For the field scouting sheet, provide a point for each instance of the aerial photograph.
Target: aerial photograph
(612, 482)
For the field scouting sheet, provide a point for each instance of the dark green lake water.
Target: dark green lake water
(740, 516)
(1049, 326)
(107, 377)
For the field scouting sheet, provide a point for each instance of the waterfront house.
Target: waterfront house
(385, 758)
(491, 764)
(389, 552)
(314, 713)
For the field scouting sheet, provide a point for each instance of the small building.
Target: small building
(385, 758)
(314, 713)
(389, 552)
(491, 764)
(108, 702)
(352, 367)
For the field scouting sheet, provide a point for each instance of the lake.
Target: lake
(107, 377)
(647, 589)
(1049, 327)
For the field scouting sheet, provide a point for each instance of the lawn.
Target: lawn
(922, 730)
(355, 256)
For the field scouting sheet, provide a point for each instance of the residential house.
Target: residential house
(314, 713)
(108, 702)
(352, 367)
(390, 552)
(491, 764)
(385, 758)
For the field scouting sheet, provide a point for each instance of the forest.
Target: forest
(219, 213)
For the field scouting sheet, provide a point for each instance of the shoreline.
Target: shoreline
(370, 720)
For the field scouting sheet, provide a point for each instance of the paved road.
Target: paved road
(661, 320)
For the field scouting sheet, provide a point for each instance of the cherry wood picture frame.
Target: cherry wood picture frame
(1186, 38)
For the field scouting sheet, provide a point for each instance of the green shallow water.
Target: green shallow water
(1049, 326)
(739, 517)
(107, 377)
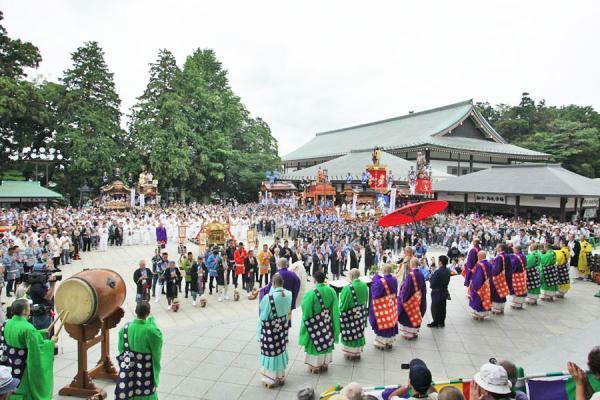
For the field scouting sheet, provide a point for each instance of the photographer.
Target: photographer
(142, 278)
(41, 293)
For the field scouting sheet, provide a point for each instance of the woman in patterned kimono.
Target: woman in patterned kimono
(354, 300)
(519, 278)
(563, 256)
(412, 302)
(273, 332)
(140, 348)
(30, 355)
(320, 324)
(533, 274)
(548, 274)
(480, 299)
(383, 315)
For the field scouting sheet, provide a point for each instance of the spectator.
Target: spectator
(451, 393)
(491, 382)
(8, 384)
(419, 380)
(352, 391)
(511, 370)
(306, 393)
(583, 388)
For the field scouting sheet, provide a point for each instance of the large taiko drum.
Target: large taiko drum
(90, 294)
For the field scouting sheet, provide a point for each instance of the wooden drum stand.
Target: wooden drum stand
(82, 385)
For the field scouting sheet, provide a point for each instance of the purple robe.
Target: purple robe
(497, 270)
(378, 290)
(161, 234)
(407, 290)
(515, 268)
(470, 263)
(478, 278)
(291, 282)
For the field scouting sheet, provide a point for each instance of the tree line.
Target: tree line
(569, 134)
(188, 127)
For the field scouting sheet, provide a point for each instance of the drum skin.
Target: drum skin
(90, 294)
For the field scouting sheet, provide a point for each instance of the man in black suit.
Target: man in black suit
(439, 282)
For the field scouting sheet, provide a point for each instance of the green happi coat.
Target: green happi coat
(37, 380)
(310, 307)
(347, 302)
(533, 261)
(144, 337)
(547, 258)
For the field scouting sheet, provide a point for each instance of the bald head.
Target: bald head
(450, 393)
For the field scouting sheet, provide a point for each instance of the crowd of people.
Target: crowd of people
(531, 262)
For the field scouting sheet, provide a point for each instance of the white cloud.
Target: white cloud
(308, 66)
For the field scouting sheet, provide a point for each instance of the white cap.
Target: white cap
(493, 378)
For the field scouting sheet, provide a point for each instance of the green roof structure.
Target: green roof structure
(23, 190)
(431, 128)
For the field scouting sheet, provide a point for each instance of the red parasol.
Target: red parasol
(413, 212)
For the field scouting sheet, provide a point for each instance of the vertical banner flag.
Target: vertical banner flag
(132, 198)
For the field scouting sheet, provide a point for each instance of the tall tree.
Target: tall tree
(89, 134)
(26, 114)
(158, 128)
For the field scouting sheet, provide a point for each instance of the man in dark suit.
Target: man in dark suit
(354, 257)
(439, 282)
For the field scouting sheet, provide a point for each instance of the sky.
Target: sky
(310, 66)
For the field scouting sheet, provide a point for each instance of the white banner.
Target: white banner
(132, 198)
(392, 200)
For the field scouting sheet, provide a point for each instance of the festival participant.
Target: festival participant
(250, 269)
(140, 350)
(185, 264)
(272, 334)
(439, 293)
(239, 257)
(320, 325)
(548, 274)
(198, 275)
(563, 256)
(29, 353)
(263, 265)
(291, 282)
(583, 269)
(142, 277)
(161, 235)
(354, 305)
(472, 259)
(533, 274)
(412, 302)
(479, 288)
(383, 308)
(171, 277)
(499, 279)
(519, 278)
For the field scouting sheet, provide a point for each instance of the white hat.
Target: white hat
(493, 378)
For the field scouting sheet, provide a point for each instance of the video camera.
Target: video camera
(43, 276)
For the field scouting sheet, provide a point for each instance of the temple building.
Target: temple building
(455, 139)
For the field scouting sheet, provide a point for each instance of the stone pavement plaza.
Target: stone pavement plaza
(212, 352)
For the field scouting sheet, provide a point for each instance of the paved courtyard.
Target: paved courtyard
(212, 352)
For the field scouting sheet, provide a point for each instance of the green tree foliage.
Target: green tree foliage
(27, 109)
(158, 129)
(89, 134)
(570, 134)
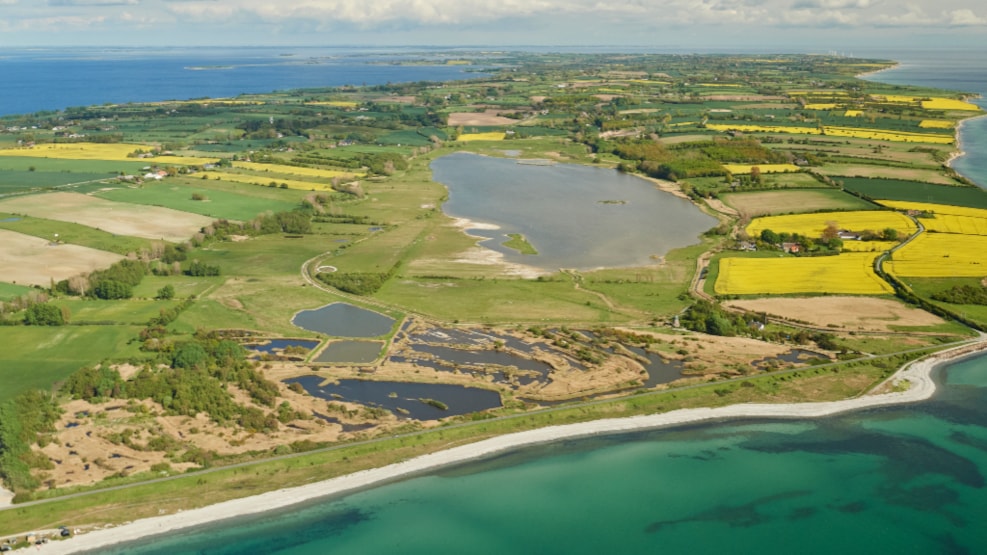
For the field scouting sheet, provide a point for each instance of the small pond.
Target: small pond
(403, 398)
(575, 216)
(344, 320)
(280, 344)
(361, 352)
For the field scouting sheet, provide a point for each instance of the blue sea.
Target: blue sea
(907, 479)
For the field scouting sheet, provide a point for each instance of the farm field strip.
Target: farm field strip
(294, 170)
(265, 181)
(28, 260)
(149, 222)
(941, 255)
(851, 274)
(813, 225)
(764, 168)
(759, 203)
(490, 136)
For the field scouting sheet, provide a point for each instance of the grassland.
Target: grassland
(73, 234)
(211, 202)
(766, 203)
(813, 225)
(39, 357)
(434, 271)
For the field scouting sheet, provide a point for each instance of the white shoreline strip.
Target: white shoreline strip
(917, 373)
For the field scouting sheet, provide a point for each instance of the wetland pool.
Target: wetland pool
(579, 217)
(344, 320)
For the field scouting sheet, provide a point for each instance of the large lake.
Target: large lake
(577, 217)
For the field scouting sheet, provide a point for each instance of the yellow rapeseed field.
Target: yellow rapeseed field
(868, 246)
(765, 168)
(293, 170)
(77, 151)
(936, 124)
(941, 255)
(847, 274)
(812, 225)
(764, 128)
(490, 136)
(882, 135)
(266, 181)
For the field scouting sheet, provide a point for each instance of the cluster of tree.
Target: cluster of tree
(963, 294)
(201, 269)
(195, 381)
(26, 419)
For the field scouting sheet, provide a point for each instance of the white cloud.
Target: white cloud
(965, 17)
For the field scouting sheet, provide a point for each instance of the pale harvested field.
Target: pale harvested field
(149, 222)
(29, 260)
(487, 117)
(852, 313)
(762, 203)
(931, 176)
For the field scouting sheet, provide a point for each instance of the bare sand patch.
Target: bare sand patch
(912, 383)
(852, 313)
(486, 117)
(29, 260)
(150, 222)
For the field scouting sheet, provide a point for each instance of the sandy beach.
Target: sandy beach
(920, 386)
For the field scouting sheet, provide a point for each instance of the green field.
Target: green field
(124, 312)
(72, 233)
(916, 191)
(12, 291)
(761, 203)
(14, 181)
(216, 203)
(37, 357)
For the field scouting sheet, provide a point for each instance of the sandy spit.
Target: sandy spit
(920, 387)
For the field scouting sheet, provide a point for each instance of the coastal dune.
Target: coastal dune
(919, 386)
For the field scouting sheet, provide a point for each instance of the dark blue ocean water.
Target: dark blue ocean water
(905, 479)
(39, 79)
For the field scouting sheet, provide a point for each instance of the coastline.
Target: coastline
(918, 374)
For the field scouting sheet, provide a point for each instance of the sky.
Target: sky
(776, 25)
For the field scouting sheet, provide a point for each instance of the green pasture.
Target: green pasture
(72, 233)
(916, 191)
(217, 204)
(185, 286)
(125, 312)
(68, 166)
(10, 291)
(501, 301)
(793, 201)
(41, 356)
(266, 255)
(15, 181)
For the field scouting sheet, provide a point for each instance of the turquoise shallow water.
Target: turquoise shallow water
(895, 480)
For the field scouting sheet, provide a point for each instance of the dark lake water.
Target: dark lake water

* * *

| YOUR OBJECTIVE |
Starting at the line that contains "of the coastline." and ending at the last line of the material, convert those lines into a numbered list and leave out any blank lines.

| WRITTEN SOLUTION |
1. For the field scouting sheet, provide a point for each instance of the coastline.
2. Target: coastline
3. (918, 374)
4. For the field scouting sheet, provide a point for each instance of the sky.
5. Target: sky
6. (776, 25)
7. For the field scouting sheet, provide a point for each instance of the green pasture.
8. Target: green pasture
9. (72, 233)
10. (916, 191)
11. (217, 204)
12. (185, 286)
13. (125, 312)
14. (68, 166)
15. (10, 291)
16. (501, 301)
17. (793, 201)
18. (41, 356)
19. (266, 255)
20. (15, 181)
21. For the field scouting sheet, provide a point for each instance of the turquoise shallow water.
22. Target: turquoise shallow water
23. (895, 480)
24. For the field scouting sheet, provide a point for each instance of the dark lake water.
25. Target: dark lake water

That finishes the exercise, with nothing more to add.